_ИСХОДНЫЙ ОТРЫВОК_
Интересно и то, что, стремясь скорее, скорей за работу… решительно не имеешь представления, что сейчас напишешь. Теперь я ничего вперёд не додумываю, всецело отдаю себя «на волю волн» и прочих неведомых стихий, слова сами подскакивают, — хватаешь их с воздуха и только записываешь, сюжет и характеры самостийно развиваются без участия моей воли и мысли, вполне — часто — неожиданно для меня, и я ужасно обижаюсь, если в рассказе не сходятся концы с концами!
Задумал:
написать сборник рассказов на тему — по новгородским лесам и озерам
на основе своих дневников многих (1929–1947) лет.
1. Собачьи Горбы (Волхов)
2. Оз. Великое и Бродское
3. На Мологе
4. Оз. Ямное
5. Оз. Карабожа
6. Оз. Пирос
7. Оз. Боровно
В большинстве рассказов главной «опорной» фигурой должен быть краевед-всевед С. Н. Поршняков.
Основная мелодия: «Страна Див» — незнакомое в знакомом, фантастическое в обыденном, родная красота, детский (охотника, поэта) восторг бытия, родная земля — мать человеку.
Подтемы: Карст — Неолит — Тетеревиное царство — Цапля на страже — «Все сады в росе, но теплы гнёзда» — Свояни — Удинка — Жальники — Белая кряква — Залётные (камнешарки и др.) птицы — С гончей (Н. А. Зворыкин) — Ив. Серг. Соколов-Микитов — Ирэн — Юннаты — Птичья дружба (селезни) — Сплавины.

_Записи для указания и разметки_
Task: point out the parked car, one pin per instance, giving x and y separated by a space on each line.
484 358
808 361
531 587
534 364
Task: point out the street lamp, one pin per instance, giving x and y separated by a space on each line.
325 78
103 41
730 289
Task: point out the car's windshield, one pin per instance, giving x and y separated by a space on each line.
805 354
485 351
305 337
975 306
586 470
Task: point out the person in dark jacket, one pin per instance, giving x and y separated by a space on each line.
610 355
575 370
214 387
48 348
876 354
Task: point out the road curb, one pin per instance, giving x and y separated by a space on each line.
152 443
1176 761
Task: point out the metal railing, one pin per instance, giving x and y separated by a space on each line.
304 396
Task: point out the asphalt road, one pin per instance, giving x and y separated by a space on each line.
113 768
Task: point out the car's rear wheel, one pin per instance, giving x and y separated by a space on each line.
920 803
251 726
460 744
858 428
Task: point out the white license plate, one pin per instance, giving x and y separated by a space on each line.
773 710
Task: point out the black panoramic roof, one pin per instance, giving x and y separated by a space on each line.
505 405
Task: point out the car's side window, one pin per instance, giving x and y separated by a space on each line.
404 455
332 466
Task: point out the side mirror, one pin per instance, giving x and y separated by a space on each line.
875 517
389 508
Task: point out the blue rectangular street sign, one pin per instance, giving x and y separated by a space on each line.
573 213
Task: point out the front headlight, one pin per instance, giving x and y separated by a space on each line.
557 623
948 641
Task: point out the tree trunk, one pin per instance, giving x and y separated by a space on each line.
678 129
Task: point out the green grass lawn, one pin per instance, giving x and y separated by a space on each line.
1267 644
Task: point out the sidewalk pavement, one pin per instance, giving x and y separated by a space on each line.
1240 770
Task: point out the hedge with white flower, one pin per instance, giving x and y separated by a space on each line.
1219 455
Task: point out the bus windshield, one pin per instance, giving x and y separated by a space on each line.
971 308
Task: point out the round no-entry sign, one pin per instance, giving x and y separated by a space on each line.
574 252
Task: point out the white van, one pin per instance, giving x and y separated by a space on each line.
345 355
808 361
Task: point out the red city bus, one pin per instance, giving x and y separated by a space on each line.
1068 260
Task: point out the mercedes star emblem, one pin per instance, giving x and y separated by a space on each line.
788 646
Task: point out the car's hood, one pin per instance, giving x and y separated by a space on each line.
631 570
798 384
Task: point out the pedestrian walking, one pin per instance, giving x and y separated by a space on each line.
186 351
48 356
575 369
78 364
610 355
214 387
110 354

_ЗАДАНИЯ_
**1.** Выведите фрагмент отрывка о задуманном сборнике рассказов, начиная со слов «1. Собачьи Горбы» и продолжая до слов «(селезни) — Сплавины.» включительно.
**2.** Верны ли по отрывку о задуманном сборнике следующие утверждения: (a) сборник задуман на основе дневников 1929–1947 годов; (b) сюжет будущего рассказа заранее продумывается; (c) главной опорной фигурой большинства рассказов должен стать Н. А. Зворыкин? На каждое ответьте «да» или «нет» и приведите решающие слова отрывка в точной цитате.
**3.** Как в отрывке о задуманном сборнике названа его основная мелодия?

_ОТВЕТЫ ПО ЗАДАНИЯМ_
**1.**
1. Собачьи Горбы (Волхов)
2. Оз. Великое и Бродское
3. На Мологе
4. Оз. Ямное
5. Оз. Карабожа
6. Оз. Пирос
7. Оз. Боровно
В большинстве рассказов главной «опорной» фигурой должен быть краевед-всевед С. Н. Поршняков.
Основная мелодия: «Страна Див» — незнакомое в знакомом, фантастическое в обыденном, родная красота, детский (охотника, поэта) восторг бытия, родная земля — мать человеку.
Подтемы: Карст — Неолит — Тетеревиное царство — Цапля на страже — «Все сады в росе, но теплы гнёзда» — Свояни — Удинка — Жальники — Белая кряква — Залётные (камнешарки и др.) птицы — С гончей (Н. А. Зворыкин) — Ив. Серг. Соколов-Микитов — Ирэн — Юннаты — Птичья дружба (селезни) — Сплавины.

**2.**
(a) Да: «на основе своих дневников многих (1929–1947) лет».
(b) Нет: «Теперь я ничего вперёд не додумываю».
(c) Нет: «В большинстве рассказов главной «опорной» фигурой должен быть краевед-всевед С. Н. Поршняков».

**3.** Основная мелодия названа «Страна Див».